(Beginning of Text passage)

Bringing New Life Into a Country Running on Empty: Cuba's Expectant Mothers Face the Dark
A Nation That Can't Keep the Lights On
Cuba has endured three complete nationwide grid collapses in March 2026 alone. Let that sink in. Not flickering lights or the odd brownout, but the entire electrical grid buckling like a deckchair in a hurricane. The most recent, on 21 March, was triggered by a failure at the Nuevitas thermoelectric plant in Camagüey province. For the roughly 10 million people on the island, daily blackouts of up to 16 hours have become grimly routine. In the interior, it is worse still.
And somewhere in the middle of all this, around 32,800 women are preparing to give birth.
No Oil, No Power, No Easy Answers
The immediate cause of the crisis is brutally simple: Cuba has not received oil from foreign suppliers for approximately three months. President Miguel Díaz-Canel has stated the country produces only about 40% of the fuel it needs domestically. The Trump administration cut off Venezuelan oil supplies following the removal of Nicolás Maduro from power on 3 January and has threatened tariffs on any nation that dares ship fuel to the island, a warning reportedly directed at Mexico among others.

(End of Text passage)
(Beginning of Material supplied)

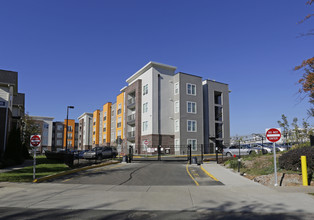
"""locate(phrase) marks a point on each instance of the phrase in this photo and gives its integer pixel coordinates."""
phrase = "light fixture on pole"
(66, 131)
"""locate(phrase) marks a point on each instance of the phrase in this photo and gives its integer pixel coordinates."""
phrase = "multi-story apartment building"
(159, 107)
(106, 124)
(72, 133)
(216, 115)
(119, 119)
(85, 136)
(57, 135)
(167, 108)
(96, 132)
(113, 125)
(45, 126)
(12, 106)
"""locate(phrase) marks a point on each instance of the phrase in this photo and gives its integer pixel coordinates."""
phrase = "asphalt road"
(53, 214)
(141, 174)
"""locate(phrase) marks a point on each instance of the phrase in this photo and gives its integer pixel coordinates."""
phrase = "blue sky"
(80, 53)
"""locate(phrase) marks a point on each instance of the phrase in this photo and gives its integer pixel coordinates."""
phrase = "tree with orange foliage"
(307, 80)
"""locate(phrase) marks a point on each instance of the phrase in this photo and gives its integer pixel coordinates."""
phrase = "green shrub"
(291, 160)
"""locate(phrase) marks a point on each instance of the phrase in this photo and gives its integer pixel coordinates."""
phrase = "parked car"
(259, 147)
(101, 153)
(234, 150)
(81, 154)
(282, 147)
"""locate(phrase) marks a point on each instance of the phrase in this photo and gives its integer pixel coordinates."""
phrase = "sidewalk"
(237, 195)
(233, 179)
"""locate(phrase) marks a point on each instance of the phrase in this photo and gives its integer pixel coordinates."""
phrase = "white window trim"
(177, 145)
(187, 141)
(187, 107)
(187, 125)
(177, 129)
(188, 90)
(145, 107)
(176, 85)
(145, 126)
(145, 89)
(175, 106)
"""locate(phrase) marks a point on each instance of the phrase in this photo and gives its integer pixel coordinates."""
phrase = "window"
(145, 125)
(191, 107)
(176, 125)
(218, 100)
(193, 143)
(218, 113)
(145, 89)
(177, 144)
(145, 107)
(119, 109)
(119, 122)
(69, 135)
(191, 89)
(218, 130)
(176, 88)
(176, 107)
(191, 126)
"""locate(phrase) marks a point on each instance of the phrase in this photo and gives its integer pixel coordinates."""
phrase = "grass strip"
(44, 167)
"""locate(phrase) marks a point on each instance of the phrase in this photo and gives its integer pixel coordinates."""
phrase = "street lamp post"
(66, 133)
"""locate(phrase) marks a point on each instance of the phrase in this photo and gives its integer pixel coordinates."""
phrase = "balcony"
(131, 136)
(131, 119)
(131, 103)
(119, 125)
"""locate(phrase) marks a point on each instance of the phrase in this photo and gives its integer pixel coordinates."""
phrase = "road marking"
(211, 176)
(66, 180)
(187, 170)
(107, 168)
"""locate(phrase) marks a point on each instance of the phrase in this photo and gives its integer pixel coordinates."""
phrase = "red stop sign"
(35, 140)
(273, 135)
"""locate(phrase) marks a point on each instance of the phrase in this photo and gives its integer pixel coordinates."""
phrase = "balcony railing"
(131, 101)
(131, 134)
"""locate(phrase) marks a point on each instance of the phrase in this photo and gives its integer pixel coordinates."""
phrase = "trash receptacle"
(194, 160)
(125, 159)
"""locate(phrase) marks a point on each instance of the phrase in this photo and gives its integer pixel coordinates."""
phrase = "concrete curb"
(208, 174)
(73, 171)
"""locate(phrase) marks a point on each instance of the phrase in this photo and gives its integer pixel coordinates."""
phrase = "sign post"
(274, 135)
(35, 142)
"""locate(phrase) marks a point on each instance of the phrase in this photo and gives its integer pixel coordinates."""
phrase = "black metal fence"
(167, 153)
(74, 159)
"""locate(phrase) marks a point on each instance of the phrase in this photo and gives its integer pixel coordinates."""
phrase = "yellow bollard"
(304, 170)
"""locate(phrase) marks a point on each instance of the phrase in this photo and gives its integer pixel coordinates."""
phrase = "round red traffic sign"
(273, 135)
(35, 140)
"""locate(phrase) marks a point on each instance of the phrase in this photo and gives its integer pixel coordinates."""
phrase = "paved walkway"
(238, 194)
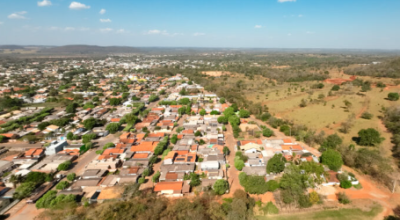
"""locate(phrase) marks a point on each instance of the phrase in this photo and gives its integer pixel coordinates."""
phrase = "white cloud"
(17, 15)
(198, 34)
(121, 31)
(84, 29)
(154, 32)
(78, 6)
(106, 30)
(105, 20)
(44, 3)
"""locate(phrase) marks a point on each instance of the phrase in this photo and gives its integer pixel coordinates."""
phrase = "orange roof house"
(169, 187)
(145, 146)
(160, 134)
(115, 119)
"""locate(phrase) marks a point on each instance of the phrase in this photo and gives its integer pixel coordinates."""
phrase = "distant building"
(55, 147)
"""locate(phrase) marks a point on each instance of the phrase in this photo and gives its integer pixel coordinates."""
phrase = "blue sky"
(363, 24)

(End of Material supplied)
(Beginning of Material supplied)

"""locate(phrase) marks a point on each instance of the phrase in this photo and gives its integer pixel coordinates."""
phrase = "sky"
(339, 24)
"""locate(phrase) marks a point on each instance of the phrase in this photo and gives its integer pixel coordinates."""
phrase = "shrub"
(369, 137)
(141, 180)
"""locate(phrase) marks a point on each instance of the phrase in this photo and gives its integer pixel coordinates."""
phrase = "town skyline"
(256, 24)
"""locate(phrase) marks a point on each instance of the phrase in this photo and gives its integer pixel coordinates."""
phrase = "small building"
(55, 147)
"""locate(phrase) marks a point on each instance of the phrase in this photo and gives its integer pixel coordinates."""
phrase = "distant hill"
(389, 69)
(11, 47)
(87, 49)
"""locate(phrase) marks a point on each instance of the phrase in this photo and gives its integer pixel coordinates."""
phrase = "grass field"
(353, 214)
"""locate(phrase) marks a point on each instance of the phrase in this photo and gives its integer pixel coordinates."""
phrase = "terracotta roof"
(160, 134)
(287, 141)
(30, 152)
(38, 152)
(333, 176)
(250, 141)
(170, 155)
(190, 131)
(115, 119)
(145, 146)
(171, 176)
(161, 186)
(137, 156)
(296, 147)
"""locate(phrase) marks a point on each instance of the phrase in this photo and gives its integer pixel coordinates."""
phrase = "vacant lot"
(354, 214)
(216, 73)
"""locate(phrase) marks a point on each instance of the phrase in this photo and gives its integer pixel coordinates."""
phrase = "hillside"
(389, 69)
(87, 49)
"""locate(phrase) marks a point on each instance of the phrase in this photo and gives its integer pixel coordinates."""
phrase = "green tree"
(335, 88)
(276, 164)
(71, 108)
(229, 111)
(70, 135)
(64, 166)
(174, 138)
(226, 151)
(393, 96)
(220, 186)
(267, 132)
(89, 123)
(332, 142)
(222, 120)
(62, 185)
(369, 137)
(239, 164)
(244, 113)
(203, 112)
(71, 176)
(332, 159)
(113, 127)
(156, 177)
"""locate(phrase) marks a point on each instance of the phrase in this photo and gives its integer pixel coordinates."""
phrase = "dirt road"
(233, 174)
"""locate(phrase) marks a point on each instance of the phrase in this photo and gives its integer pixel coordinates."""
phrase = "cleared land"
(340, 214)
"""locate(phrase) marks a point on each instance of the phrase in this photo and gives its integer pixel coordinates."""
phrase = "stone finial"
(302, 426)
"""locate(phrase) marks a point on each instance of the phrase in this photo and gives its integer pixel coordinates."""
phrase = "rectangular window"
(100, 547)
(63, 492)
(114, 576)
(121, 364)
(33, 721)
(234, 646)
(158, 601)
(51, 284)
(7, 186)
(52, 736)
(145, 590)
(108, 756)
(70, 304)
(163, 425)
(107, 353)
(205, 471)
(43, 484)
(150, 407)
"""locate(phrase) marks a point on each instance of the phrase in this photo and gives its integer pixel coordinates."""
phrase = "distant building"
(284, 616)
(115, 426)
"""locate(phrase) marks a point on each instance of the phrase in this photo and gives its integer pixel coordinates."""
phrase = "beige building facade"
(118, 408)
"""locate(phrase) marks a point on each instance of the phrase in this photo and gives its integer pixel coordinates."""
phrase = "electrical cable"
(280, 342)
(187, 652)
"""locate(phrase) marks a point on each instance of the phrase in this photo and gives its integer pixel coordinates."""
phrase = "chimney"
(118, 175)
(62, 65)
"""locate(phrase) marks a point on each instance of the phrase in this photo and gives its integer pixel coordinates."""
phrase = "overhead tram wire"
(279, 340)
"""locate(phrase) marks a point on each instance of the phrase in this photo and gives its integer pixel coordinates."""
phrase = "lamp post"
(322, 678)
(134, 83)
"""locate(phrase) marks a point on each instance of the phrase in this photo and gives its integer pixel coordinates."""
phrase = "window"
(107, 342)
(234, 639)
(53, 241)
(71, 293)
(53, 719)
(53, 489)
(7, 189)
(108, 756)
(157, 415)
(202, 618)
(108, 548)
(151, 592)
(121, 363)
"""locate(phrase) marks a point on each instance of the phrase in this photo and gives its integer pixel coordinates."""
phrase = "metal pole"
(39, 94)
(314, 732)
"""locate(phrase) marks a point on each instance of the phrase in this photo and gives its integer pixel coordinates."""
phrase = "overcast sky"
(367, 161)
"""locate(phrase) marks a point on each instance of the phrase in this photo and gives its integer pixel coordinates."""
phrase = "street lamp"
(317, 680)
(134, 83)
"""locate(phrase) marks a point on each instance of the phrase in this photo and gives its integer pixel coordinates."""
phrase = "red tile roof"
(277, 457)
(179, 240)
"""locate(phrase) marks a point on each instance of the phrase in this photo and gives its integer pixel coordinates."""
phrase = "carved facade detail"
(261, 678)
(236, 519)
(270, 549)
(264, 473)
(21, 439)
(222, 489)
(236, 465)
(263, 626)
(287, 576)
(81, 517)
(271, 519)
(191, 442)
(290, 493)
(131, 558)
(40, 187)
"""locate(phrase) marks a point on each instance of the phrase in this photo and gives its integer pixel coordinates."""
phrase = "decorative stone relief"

(End of Material supplied)
(Beginning of Material supplied)

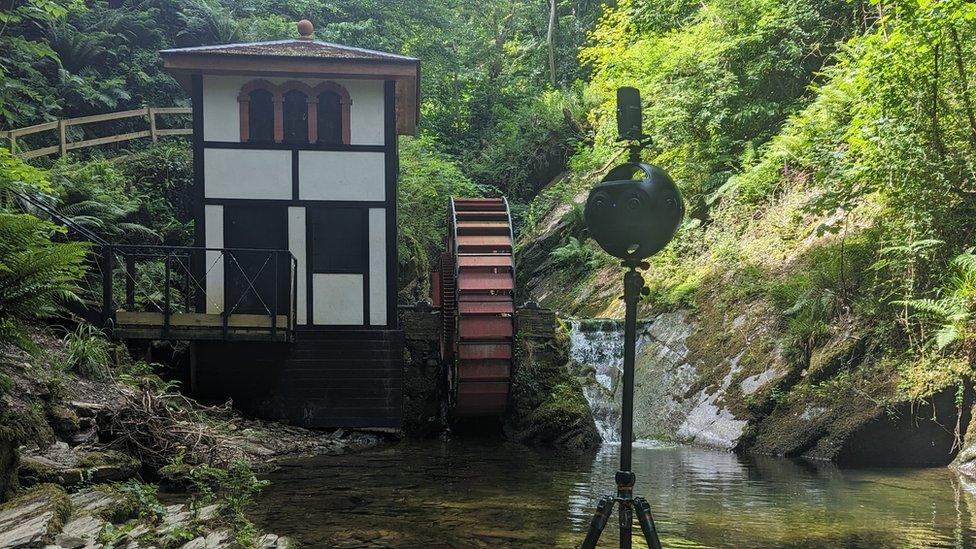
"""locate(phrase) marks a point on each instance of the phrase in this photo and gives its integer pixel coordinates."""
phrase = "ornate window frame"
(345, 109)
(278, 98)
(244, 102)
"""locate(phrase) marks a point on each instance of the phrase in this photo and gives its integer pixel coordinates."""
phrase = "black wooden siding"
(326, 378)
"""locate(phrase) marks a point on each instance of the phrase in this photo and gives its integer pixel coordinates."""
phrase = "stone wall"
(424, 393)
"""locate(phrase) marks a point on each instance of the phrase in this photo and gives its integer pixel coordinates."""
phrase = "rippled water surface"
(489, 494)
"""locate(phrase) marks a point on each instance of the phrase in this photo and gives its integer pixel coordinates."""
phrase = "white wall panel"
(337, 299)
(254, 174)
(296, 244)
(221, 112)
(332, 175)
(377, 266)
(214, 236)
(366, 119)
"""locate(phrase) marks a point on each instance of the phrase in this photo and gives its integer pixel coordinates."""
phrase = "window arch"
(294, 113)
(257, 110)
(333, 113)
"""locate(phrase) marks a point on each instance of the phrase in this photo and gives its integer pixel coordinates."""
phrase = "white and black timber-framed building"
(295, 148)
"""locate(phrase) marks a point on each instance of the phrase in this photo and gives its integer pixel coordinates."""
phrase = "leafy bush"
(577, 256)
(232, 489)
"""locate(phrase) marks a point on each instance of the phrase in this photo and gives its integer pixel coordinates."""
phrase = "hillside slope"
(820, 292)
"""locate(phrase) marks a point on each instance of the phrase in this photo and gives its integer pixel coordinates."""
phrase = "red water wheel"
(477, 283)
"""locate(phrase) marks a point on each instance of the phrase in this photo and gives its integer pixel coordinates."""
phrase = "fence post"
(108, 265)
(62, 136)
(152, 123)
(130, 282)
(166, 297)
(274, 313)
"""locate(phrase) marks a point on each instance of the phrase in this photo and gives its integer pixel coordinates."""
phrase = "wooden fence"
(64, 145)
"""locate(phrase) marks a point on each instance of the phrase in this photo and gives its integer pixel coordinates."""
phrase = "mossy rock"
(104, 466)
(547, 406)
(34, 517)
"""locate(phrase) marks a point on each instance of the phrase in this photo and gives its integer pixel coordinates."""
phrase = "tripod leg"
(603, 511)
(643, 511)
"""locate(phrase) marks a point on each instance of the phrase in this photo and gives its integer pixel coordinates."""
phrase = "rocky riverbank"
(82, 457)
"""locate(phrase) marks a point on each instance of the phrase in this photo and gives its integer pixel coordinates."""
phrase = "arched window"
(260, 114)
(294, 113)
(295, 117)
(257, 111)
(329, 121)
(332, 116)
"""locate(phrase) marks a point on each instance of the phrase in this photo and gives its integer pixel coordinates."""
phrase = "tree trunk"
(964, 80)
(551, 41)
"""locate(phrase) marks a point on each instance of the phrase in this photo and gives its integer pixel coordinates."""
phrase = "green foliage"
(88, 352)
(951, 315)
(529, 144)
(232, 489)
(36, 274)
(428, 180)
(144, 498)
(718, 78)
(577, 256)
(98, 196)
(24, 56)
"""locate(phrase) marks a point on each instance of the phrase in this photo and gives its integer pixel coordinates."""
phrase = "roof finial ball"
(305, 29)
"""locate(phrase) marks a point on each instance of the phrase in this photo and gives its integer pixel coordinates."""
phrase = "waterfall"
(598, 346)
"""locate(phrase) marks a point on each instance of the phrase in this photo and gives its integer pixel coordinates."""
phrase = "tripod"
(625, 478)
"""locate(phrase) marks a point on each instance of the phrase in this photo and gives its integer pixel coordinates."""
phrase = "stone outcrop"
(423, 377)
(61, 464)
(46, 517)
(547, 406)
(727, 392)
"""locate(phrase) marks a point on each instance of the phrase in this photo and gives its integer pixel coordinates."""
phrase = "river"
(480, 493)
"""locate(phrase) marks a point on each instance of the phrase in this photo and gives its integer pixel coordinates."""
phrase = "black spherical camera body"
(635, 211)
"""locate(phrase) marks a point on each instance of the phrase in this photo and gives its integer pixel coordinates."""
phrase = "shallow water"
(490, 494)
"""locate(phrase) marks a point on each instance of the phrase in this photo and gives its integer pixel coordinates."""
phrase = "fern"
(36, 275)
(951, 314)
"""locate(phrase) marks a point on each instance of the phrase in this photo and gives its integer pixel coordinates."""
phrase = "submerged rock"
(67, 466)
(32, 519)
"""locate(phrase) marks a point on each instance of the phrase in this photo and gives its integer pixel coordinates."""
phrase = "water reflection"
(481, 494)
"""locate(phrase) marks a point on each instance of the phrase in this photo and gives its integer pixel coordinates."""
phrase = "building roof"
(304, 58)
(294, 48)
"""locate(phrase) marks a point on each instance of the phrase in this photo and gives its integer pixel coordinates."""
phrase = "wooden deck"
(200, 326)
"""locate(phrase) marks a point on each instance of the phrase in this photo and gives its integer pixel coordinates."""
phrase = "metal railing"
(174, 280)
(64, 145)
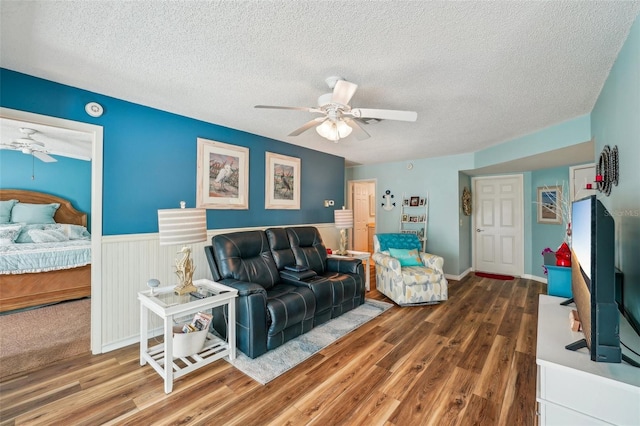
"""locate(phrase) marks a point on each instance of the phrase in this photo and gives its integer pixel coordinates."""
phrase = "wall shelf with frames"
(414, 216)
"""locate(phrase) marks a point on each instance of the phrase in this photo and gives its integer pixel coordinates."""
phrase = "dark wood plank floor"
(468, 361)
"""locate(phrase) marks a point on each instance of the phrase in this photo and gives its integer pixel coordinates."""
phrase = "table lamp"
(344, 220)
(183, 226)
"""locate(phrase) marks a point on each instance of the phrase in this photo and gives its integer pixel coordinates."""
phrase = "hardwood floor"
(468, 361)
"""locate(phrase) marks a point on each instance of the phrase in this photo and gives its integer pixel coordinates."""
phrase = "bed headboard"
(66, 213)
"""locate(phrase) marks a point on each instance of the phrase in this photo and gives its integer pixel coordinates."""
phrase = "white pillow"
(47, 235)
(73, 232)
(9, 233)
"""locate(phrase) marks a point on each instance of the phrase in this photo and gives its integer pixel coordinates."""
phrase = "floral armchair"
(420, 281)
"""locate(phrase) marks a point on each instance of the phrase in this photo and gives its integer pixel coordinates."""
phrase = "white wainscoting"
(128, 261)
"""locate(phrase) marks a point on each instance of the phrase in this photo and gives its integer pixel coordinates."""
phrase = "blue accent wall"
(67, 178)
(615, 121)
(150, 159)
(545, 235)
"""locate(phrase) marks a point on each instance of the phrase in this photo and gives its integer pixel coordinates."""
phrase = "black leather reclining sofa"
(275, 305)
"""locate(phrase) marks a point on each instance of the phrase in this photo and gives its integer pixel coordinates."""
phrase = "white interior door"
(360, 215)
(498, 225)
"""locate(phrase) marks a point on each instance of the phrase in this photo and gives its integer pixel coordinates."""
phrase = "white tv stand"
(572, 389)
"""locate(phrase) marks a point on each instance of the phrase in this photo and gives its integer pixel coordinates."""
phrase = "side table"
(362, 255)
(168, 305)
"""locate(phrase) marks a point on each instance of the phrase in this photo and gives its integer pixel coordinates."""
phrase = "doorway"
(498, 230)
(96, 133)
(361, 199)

(End of Material supplied)

Things to do -
A – Check each statement against the text on Cuba's blackouts. For each, answer yes or no and quote the words that decide it: (i) The 21 March grid collapse began with a failure at a plant in Camagüey province. (ii) Cuba produces about 60% of the fuel it needs domestically. (iii) Cuba has gone roughly six months without oil from foreign suppliers.
B – Translate this sentence from the text on Cuba's blackouts into Spanish: "And somewhere in the middle of all this, around 32,800 women are preparing to give birth."
C – Continue the text on Cuba's blackouts, starting after its final sentence.
The rows are separate material and have no connection to the text on Cuba's blackouts.

Answers -
A –
(i) Yes: "The most recent, on 21 March, was triggered by a failure at the Nuevitas thermoelectric plant in Camagüey province."
(ii) No: "the country produces only about 40% of the fuel it needs domestically"
(iii) No: "Cuba has not received oil from foreign suppliers for approximately three months"

B – Y en algún lugar en medio de todo esto, alrededor de 32.800 mujeres se preparan para dar a luz.

C –
The result is a slow-motion energy strangulation layered on top of decades of crumbling Soviet-era infrastructure. Cuba's grid was already wheezing before the fuel tap was turned off; now it is on life support, which is a grim metaphor given what is happening in the country's hospitals.
Hospitals Running on Fumes
Cuban hospitals technically have generators. The problem is feeding them. NBC News, granted rare government access to film inside a Cuban hospital on 17 March, documented laboratories reduced from five operating days per week to just two. Nurses reported power outages two to three times daily, each lasting anywhere from one to eight hours.
For expectant mothers like Mauren Echevarría Peña, reportedly being treated at the Ramón González Coro maternity hospital in Havana, this is not an abstract policy discussion. It is the difference between a monitored delivery and a dangerous gamble in the dark. After the 21 March collapse, Cuban authorities managed to restore power to 72,000 customers in Havana, including five hospitals, but that is cold comfort when the next blackout feels like a certainty rather than a possibility.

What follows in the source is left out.